Study text:
I enjoy running in new locations. Though I've visited Glasgow a few times, I'd never run there, so, as I packed for the Health Libraries Group 2012 conference, I threw in shoes, shorts, t-shirt and Garmin.
Conference running is morning running; I've rarely managed it successfully at any other time for after breakfast one is swept up in the hurly-burly. So, for my first morning, I went from my hotel near the station down to the Clyde and east. People on their way to work, dressed for winter rather than summer, queued at bus stops. Glasgow Green had been recommended to me as a place to run in the pub the previous evening, and it was a great, and uniquely Glaswegian place. Here poor mad John McLean would address the crowds at rallies against the First World War, and an old shop steward I knew when I worked as a hospital porter, Jock Curley, told me of the unemployed demonstrations that met here in the 1930s, often attacked by the police. In the centre is the People's Palace, the Doulton fountain and an obleisk commemorating Nelson. The fountain is the largest terracotta fountain in the world, and is impressively imperial: Scottish soldiers, such an important part of empire, guard figures representing Australia, India, Canada and South Africa.
On the second morning I resolved to head west. I crossed the river by the piers of an old bridge, inscribed by Ian Hamiton Finlay with a quotation from Plato in both English and Greek, All Greatness Stands Firm in the Storm, or TA ΓAΡ ΔΗ ΜΕΓΑΛΑ ΠΑΝΤΑ ΕΠΙΣΦΑΛΗ ΚΑI ΤΌ ΛΕΓΌΜΕΝΌΝ ΤΑ ΚΑΛΑ ΤΏΙ ΟΝΤΙ ΧΑΛΕΠΑ. From here, I ran along the south bank of the Clyde, at least as far as I could for I came to a housing development who had, illegally, I would imagine, fenced off the path. Making my way inland, I found myself in Govan. I passed a junction at which an average-looking pub is crowned with an impressive Art Deco sculpture. I ran back to the other side of the river over the Clyde Arc. Shortly after this, disaster. I slipped on gravel and fell, injuring knees, hands and my face. I lay on the ground for a while, and then picked myself up and began to walk, painfully, home. A kind and beautiful young lassie out running stopped and asked me if I was all right. I told her I was. Whoever you were, thank you for asking. After limping for a while, I started a slow shuffle and made it back to the hotel, where I assessed the damage.
After cleaning myself up, eating breakfast and checking out, apologising to the receptionist for the blood in the room and assuring her I had not been engaged in murder during my stay I headed out for the conference. I paused to buy a newspaper. The newsagent looked at my bloody hands and asked me how I had hurt myself. 'Running', I replied. 'Oh aye', he said, 'we saw a bloody man running past a couple of hours ago'. 'That was me', I confessed. I was a little proud to have offered a remarkable spectacle to the citizens of a city that prides itself on its toughness.

I have not run since. I missed the Phoenix 10k. While the black eye subsided, the wound on my left knee is infected and I contrived to fall over again yesterday. I am now on antibiotics and somewhat anxious to see if I shall be fit for the Bexhill 5k next Wednesday evening.

(Natural-language object grounding data)
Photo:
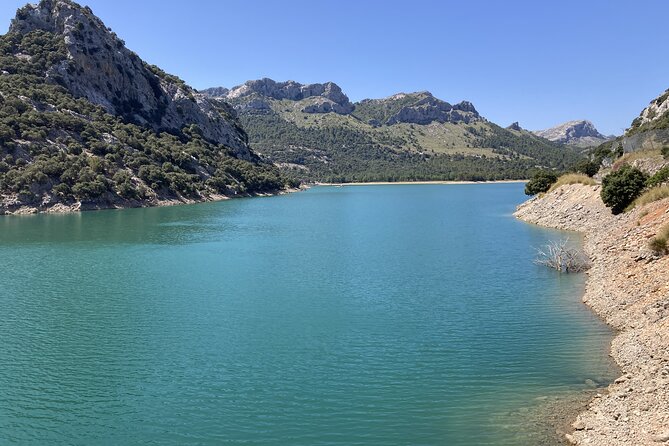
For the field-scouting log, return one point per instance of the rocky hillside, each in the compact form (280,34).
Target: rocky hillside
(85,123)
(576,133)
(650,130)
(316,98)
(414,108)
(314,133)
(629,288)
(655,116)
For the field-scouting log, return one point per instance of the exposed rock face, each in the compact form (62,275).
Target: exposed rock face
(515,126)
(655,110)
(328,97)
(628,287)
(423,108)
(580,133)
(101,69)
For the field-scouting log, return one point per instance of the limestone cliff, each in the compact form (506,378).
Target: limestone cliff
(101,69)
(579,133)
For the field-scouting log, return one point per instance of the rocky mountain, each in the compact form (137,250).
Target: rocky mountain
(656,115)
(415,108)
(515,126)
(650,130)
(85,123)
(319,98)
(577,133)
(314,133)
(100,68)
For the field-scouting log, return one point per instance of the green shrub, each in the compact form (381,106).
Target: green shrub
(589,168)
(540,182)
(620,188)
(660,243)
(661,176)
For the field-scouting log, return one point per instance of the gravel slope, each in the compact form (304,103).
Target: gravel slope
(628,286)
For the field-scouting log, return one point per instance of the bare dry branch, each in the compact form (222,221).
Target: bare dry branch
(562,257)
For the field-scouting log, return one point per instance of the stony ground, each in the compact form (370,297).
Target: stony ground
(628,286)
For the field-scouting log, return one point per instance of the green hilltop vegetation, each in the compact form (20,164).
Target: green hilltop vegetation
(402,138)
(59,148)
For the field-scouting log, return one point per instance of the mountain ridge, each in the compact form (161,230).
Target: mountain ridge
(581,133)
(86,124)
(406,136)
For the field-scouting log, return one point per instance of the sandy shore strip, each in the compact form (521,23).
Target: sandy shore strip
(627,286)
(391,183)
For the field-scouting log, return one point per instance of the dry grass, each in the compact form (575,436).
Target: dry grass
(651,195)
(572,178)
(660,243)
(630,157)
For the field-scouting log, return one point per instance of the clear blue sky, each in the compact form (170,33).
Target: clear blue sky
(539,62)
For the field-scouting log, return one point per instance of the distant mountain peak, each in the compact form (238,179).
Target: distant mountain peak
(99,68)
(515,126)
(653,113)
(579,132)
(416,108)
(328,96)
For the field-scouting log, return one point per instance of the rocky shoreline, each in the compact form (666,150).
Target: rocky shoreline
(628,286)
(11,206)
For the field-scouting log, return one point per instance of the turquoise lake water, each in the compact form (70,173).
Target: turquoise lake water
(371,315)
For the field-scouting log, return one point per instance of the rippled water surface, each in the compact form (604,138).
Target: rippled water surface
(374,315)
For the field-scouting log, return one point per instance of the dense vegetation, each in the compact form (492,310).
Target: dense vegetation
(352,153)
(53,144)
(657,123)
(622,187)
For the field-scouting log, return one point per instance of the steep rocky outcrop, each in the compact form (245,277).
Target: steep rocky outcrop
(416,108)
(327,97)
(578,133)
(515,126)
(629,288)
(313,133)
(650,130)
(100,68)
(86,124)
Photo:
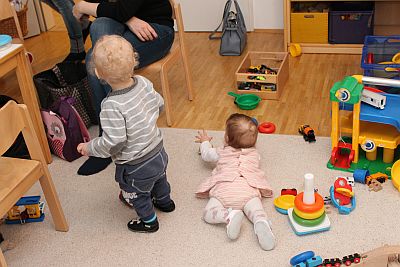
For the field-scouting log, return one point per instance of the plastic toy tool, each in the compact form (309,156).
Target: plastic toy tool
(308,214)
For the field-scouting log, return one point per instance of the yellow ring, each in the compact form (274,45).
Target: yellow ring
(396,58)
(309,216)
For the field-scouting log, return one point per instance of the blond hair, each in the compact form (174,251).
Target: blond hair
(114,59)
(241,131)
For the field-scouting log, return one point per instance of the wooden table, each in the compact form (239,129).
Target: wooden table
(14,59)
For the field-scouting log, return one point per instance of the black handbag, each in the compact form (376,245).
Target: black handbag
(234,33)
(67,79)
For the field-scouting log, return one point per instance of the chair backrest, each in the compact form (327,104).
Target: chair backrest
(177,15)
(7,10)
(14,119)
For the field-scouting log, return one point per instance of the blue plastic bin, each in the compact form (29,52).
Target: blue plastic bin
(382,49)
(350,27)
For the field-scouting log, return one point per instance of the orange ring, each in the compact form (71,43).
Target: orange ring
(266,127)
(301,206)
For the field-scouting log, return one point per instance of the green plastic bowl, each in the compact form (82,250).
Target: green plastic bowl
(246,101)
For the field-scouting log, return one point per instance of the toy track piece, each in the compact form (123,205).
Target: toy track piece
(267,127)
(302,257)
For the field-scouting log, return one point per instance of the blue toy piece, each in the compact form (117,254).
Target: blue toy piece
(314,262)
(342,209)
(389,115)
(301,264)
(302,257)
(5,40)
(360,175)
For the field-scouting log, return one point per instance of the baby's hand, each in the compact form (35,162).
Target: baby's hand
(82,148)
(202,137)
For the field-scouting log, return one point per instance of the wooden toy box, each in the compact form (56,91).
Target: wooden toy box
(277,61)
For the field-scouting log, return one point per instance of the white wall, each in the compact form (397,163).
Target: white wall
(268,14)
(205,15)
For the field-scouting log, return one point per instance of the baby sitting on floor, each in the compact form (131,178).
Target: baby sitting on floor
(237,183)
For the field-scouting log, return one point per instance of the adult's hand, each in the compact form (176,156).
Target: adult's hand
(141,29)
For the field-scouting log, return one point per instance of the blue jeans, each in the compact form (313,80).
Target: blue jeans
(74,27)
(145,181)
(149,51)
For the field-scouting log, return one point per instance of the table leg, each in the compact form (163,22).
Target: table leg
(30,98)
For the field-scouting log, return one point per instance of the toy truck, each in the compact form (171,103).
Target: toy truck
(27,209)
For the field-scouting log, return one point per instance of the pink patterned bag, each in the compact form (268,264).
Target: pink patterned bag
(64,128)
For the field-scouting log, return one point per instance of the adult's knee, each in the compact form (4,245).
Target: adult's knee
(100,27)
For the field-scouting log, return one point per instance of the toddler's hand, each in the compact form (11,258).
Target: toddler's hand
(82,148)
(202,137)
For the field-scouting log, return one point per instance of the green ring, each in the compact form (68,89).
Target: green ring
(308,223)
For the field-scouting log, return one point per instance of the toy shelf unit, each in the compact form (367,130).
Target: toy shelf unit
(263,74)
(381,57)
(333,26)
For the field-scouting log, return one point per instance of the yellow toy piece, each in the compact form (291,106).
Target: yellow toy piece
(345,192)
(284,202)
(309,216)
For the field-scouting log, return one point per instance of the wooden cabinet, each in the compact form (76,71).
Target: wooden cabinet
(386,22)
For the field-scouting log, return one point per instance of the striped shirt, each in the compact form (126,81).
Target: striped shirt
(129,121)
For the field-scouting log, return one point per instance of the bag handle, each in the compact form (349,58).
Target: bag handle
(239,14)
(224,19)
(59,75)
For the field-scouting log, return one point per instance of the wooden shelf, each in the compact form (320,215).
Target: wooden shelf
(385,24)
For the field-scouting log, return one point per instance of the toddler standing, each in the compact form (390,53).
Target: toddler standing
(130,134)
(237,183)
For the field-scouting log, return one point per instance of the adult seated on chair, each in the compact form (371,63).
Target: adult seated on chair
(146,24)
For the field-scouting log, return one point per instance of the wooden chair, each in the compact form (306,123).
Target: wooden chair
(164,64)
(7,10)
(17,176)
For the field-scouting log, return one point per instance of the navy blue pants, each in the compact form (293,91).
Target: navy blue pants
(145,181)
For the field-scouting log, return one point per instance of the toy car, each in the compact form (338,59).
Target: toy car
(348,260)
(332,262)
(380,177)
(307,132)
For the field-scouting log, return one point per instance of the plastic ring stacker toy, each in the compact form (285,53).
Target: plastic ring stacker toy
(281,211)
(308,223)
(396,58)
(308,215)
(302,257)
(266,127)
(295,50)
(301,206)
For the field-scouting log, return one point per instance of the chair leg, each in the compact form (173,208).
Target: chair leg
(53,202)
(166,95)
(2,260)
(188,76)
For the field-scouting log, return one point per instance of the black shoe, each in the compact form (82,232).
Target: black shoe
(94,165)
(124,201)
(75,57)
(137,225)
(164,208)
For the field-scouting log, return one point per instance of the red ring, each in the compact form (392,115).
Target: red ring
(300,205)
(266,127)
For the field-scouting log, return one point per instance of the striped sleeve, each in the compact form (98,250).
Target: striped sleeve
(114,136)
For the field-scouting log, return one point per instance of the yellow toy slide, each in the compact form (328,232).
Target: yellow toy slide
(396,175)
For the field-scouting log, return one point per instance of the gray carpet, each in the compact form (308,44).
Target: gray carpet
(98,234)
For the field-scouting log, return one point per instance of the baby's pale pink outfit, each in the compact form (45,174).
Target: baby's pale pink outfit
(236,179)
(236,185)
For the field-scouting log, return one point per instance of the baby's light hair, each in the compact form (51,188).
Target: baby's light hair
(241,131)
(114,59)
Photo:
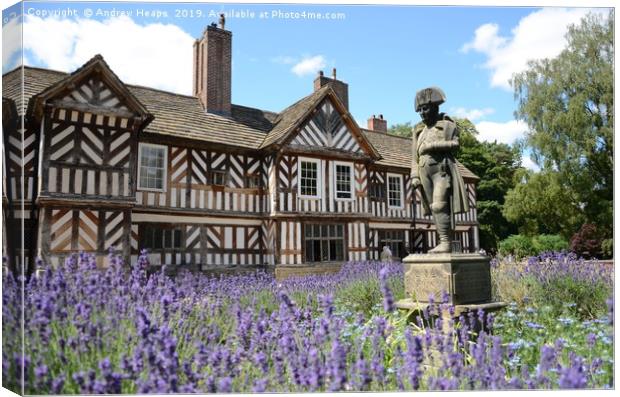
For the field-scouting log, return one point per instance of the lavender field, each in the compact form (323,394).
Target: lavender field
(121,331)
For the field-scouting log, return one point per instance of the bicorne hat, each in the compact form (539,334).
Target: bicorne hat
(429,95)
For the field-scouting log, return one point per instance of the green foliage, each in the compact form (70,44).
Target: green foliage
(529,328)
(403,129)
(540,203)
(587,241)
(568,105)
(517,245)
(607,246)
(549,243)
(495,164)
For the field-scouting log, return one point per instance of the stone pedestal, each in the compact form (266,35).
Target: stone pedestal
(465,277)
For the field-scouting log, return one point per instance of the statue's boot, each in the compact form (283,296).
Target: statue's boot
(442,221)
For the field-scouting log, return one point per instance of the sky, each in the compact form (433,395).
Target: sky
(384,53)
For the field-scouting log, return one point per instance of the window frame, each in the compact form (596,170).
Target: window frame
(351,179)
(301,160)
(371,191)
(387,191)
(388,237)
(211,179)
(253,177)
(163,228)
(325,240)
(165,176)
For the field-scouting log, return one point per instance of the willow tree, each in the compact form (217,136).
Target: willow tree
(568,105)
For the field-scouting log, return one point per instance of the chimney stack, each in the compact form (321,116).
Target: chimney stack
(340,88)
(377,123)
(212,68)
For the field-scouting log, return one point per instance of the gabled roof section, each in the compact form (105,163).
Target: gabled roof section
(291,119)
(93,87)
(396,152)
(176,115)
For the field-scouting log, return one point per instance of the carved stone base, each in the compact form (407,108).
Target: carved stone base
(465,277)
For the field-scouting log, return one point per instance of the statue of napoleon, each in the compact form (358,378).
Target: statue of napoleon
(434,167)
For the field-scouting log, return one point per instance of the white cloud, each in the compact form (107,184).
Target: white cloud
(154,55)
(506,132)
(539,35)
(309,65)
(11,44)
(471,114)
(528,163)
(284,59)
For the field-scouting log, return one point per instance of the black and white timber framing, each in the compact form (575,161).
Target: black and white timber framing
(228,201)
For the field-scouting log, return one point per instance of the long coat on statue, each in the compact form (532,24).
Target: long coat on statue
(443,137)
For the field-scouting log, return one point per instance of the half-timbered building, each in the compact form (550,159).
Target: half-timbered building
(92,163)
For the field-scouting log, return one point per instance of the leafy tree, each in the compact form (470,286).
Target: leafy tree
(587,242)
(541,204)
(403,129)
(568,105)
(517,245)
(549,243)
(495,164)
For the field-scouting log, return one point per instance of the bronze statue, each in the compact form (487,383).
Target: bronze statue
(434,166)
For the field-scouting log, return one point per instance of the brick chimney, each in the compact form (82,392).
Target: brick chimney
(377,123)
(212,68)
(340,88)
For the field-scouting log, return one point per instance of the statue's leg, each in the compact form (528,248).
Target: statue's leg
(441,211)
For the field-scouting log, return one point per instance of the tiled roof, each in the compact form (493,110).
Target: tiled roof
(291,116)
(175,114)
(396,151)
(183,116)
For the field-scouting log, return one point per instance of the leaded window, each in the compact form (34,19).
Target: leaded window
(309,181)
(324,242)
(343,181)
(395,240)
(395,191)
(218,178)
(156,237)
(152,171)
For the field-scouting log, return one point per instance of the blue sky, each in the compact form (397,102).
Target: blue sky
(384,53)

Instructions:
1) Answer these questions from the Glasgow running account.
(a) What quotation from Plato, in English, is inscribed on the piers of the old bridge?
(b) According to the newsagent, what did they see a couple of hours earlier?
(c) Which race did the writer miss?
2) Print the passage of the Glasgow running account from "I have not run" up to and including "next Wednesday evening.".

Responses to the exercise:
1)
(a) All Greatness Stands Firm in the Storm
(b) A bloody man running past
(c) The Phoenix 10k

2)
I have not run since. I missed the Phoenix 10k. While the black eye subsided, the wound on my left knee is infected and I contrived to fall over again yesterday. I am now on antibiotics and somewhat anxious to see if I shall be fit for the Bexhill 5k next Wednesday evening.